EXERCISE REQUIREMENTS -
Below is a listing. Set down exactly the lines from the one containing "kitchen island -> box" through the one containing "wall art frame -> box", both ends included, and leave out the rest.

SOURCE RECORDS -
════════════════════

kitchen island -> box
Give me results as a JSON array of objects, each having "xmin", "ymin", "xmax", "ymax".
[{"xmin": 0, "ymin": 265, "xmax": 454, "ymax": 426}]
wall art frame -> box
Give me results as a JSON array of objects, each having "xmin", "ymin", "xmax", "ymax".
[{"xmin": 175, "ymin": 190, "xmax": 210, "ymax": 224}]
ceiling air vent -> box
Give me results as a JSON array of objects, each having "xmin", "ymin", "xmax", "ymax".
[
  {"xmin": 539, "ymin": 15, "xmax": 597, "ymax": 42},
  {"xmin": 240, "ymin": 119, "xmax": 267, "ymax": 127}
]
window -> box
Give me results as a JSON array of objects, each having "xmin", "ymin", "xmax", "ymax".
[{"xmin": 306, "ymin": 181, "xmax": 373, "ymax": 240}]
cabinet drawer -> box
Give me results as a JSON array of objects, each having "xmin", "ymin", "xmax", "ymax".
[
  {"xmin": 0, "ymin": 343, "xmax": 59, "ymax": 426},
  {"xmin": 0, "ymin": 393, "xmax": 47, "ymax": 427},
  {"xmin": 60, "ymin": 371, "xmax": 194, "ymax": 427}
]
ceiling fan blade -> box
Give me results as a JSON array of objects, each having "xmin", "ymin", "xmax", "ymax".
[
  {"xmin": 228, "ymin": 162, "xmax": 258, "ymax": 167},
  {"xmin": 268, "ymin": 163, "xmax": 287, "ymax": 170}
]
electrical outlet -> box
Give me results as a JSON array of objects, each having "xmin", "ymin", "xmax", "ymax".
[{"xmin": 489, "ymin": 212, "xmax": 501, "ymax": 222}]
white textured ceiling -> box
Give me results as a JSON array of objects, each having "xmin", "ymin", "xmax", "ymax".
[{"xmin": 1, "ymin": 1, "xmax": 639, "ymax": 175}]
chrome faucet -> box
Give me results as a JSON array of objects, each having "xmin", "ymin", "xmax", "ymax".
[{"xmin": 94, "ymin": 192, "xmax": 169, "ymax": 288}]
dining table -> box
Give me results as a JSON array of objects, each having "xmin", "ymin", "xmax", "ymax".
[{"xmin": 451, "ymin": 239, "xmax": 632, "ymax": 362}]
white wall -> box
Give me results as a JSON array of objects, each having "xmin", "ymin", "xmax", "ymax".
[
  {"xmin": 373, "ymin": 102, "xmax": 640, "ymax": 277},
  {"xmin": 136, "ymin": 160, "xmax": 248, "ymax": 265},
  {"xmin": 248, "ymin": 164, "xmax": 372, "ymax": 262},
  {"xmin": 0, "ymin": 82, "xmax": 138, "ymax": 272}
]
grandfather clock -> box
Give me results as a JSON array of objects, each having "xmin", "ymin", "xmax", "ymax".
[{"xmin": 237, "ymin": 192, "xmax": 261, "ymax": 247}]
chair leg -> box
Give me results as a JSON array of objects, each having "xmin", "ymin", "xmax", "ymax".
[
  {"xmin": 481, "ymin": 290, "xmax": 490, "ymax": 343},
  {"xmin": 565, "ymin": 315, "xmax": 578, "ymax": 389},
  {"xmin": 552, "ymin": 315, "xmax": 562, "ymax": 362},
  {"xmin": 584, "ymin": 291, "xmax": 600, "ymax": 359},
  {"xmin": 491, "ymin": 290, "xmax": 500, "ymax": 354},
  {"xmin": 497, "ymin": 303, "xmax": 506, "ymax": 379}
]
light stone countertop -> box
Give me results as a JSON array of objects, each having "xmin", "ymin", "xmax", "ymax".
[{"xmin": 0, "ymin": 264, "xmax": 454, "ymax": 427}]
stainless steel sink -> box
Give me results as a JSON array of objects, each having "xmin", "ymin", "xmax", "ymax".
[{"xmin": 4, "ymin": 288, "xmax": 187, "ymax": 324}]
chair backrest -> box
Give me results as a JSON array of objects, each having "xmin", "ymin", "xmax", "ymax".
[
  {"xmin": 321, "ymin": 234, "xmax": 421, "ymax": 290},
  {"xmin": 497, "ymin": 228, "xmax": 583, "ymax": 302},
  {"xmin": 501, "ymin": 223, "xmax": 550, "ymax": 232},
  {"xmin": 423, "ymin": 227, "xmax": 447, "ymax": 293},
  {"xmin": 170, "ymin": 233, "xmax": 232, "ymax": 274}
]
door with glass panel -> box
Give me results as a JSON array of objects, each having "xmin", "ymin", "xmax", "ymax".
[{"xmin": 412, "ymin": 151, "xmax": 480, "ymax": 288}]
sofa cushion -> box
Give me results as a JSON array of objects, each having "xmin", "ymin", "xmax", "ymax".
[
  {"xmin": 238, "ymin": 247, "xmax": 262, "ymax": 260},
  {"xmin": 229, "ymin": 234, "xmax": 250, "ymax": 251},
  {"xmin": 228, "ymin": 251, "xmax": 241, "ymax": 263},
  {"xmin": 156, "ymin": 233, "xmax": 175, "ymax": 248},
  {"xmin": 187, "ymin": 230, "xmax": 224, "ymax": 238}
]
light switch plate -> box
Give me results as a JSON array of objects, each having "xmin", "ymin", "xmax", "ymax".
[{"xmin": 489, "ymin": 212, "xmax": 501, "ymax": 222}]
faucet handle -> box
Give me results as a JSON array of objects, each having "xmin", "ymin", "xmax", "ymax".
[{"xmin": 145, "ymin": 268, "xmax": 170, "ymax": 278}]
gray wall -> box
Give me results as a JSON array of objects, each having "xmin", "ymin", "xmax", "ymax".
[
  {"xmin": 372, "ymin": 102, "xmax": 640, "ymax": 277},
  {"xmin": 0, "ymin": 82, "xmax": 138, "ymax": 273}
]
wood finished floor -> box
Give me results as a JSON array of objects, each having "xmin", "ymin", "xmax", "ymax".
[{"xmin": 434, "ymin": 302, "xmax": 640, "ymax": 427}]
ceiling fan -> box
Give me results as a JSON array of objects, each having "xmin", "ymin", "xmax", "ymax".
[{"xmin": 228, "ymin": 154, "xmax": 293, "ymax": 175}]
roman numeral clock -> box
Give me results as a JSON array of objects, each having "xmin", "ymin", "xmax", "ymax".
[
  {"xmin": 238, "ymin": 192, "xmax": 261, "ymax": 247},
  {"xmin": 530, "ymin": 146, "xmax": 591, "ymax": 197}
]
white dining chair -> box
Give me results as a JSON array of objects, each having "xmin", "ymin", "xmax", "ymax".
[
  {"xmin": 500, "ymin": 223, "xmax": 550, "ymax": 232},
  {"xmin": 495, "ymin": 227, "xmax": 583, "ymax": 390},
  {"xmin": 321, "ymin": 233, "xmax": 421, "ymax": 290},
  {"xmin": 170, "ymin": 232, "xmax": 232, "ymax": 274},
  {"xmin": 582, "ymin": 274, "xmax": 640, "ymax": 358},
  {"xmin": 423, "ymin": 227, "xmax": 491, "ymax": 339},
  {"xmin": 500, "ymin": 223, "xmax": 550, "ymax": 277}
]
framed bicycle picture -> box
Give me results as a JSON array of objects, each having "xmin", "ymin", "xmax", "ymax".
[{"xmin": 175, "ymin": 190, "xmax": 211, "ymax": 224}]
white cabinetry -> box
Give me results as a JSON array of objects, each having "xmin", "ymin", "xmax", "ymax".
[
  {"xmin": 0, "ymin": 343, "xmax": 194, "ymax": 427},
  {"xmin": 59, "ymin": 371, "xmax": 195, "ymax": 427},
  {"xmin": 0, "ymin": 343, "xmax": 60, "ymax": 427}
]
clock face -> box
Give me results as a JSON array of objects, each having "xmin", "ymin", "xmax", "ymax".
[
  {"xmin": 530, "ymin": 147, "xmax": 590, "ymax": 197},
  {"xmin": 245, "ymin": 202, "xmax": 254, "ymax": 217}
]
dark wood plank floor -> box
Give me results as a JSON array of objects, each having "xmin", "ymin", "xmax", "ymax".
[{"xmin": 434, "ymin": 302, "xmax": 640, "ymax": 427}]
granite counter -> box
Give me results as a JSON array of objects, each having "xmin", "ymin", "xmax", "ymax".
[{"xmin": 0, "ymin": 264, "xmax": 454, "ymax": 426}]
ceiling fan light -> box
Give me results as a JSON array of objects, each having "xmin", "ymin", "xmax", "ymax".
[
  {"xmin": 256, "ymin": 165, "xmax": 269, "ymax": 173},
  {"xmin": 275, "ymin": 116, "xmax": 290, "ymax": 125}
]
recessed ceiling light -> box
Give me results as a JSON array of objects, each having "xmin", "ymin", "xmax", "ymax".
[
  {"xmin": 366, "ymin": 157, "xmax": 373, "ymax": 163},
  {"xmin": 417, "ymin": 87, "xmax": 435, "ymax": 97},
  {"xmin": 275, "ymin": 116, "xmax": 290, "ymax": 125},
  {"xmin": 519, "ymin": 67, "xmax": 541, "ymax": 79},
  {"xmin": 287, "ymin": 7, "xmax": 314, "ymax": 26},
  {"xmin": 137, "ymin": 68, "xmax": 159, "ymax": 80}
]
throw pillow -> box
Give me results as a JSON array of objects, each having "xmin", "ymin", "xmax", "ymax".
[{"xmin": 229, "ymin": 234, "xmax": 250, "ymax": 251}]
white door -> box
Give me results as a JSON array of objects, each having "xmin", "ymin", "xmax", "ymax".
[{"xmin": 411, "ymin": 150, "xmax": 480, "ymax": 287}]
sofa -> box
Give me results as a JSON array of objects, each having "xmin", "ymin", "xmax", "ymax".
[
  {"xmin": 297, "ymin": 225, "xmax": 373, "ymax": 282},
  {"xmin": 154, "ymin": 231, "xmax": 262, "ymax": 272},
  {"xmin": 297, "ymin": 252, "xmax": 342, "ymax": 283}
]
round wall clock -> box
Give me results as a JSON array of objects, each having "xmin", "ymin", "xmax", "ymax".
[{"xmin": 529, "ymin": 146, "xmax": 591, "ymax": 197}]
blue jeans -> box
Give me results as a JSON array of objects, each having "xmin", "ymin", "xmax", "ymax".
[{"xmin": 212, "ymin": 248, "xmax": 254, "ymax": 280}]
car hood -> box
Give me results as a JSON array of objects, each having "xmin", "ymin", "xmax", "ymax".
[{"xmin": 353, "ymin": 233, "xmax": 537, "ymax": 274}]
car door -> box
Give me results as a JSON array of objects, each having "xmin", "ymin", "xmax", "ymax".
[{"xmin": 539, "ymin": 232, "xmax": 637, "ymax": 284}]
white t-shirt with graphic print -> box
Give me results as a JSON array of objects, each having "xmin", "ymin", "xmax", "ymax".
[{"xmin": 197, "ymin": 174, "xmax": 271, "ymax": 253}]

════════════════════

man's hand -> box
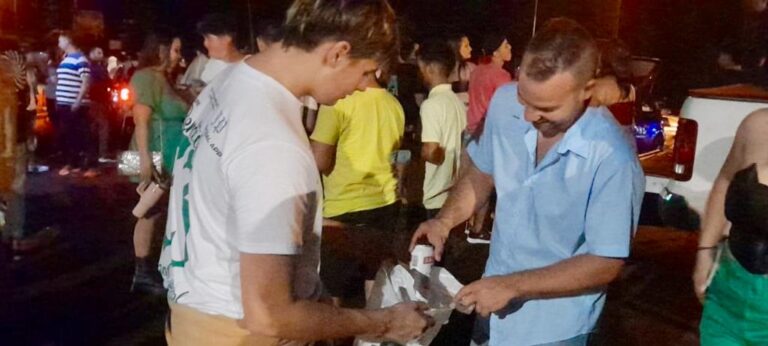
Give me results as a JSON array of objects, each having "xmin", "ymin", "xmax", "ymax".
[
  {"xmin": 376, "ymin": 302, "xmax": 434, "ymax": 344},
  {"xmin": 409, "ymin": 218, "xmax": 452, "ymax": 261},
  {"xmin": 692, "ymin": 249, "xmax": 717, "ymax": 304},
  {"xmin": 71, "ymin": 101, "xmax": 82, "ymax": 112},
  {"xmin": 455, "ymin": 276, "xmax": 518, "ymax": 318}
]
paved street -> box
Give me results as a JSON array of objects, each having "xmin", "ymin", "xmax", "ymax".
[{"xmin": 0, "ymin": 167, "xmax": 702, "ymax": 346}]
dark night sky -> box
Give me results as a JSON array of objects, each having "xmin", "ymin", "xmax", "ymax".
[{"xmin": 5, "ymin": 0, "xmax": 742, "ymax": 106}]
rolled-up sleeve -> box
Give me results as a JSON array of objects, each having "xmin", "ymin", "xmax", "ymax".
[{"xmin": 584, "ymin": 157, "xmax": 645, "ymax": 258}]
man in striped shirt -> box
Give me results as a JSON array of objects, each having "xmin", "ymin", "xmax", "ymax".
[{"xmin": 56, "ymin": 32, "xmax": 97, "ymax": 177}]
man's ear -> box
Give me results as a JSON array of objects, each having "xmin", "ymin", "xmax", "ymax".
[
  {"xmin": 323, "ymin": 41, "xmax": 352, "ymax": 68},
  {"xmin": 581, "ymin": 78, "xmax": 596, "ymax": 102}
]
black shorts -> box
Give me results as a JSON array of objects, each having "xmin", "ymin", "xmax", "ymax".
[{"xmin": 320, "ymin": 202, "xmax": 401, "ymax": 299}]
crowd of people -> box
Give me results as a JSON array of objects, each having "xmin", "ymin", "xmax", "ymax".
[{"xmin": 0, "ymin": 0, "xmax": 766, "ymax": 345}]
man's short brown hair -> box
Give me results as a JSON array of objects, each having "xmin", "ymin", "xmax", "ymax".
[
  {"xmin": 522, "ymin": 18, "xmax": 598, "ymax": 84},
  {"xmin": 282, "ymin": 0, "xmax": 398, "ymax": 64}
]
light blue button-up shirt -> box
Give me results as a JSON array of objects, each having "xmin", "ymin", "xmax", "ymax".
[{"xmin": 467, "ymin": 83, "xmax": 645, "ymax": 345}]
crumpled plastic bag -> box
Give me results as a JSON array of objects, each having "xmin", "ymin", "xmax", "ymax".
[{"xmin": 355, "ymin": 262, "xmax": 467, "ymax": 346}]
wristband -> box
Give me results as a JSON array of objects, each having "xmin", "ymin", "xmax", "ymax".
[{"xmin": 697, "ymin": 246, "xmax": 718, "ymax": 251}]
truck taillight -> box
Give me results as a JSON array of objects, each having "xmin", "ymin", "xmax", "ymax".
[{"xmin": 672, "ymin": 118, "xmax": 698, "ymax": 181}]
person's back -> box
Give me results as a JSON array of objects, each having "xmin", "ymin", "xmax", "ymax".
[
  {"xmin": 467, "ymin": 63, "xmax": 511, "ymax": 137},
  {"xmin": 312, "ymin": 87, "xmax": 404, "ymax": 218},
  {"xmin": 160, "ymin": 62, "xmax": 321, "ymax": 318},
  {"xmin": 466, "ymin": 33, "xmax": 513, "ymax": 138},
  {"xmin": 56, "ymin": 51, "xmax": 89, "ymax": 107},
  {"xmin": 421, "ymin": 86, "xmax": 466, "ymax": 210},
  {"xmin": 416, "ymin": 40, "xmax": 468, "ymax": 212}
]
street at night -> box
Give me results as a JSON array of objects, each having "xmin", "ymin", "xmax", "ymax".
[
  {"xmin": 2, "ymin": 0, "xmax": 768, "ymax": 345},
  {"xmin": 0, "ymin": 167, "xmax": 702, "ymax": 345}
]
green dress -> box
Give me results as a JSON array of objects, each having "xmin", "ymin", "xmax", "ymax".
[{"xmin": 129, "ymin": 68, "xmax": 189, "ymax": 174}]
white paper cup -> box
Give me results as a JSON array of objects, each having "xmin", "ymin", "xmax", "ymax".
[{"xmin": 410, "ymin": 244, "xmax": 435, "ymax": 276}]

════════════════════

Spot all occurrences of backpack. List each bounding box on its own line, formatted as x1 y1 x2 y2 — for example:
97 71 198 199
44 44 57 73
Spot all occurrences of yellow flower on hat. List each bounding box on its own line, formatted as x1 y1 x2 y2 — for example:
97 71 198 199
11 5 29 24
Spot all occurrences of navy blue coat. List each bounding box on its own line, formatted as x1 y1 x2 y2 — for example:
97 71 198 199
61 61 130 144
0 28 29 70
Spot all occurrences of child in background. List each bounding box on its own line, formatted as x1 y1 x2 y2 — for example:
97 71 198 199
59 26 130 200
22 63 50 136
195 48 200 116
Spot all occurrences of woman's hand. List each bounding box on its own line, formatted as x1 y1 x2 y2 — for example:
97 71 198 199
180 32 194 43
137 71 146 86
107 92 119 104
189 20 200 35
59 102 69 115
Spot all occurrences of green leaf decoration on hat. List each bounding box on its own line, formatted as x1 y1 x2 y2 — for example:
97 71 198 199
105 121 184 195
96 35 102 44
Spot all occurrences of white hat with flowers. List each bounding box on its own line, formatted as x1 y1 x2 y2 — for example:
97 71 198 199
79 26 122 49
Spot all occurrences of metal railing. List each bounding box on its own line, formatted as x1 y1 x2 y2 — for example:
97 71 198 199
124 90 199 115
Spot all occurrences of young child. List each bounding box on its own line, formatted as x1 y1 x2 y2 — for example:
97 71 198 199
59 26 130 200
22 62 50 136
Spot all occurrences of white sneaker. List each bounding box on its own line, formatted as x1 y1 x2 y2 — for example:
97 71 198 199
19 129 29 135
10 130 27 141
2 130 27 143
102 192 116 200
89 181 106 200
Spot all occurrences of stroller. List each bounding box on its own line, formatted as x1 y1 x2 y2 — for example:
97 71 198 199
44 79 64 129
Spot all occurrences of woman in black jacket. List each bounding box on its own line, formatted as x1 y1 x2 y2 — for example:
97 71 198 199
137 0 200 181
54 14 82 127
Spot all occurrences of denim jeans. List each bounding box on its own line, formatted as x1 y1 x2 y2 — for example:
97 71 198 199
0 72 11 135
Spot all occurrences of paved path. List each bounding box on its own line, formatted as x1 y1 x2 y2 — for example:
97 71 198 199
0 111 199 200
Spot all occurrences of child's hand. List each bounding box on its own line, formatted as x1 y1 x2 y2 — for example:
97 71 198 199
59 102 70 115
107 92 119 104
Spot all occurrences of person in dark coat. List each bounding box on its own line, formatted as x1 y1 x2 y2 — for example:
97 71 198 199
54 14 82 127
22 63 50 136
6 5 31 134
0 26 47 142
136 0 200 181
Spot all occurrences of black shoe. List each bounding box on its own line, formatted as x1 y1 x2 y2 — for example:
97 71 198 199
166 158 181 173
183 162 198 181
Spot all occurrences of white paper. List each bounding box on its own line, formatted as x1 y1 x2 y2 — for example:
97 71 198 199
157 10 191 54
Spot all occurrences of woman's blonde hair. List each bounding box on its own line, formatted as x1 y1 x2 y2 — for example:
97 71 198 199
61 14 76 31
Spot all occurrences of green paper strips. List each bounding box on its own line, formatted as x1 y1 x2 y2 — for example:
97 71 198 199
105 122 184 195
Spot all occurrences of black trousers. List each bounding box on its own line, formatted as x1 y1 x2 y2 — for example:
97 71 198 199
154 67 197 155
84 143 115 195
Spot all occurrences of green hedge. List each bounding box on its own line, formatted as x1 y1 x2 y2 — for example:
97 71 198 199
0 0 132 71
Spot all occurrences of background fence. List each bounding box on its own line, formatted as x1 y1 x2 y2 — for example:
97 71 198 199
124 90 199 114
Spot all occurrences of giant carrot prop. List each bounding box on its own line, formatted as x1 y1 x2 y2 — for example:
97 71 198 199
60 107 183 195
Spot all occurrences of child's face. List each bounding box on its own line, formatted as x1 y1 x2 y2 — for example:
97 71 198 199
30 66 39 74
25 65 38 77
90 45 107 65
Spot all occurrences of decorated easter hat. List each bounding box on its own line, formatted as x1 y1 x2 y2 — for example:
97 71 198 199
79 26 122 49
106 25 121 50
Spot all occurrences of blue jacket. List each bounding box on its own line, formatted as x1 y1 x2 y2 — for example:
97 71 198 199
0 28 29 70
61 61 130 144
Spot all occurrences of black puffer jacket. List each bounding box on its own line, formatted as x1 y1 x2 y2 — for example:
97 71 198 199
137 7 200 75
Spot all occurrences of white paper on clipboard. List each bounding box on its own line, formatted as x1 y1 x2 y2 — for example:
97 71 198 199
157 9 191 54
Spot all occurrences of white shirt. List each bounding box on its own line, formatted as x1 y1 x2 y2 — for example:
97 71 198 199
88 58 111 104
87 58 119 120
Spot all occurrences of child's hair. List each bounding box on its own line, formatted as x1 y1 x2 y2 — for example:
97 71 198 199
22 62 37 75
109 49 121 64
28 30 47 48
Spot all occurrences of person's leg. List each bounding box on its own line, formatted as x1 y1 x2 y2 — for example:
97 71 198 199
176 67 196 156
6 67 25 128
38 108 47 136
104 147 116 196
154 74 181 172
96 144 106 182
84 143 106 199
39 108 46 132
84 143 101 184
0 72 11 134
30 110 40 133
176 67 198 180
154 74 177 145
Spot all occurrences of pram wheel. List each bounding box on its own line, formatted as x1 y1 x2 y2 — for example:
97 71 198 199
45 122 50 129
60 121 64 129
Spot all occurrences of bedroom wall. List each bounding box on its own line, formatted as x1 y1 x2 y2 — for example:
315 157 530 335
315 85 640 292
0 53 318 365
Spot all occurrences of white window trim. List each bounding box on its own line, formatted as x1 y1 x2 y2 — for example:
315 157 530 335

════════════════════

RESULT OF THIS EXERCISE -
kitchen island -> box
Give me results as a JSON array of objects, each having "xmin", "ymin", "xmax", "ymax".
[{"xmin": 0, "ymin": 265, "xmax": 454, "ymax": 426}]
wall art frame -> box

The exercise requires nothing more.